ENTRIES SUPPLIED:
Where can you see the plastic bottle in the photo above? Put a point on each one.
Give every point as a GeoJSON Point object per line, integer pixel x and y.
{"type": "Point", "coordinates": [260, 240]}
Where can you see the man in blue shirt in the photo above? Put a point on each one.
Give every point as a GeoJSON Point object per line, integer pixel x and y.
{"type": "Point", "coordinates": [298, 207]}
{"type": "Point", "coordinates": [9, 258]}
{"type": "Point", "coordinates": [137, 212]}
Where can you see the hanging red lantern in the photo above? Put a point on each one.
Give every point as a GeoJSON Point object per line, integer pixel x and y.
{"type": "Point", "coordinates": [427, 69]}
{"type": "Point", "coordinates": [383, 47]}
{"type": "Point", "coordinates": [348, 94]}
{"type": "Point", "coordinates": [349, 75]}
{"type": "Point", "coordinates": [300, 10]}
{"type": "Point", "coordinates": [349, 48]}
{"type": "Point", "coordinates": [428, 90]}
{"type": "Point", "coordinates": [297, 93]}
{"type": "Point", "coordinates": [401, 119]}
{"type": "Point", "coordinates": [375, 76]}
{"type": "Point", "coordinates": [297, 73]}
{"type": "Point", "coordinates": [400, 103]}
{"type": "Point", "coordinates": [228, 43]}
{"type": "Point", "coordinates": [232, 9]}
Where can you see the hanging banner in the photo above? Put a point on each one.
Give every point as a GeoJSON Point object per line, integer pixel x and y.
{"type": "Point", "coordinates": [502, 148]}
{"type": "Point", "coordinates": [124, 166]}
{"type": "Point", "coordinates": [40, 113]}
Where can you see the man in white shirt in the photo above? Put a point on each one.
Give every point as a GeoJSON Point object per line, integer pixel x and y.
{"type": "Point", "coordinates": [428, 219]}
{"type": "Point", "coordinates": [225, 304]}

TASK: Return every line from the records above that holds the word "photo".

ANSWER AREA:
Where can you see the plastic bottle in the photo above? Put a point on each one.
Where can you see the man in blue shirt in the photo above? Put a point on each one.
Where can you see the hanging red lantern in the photo above? Put a point on each one.
Where can you see the hanging banner in the photo above? Put a point on each one.
Where can you see the man in white shirt in the photo above? Put a point on each one.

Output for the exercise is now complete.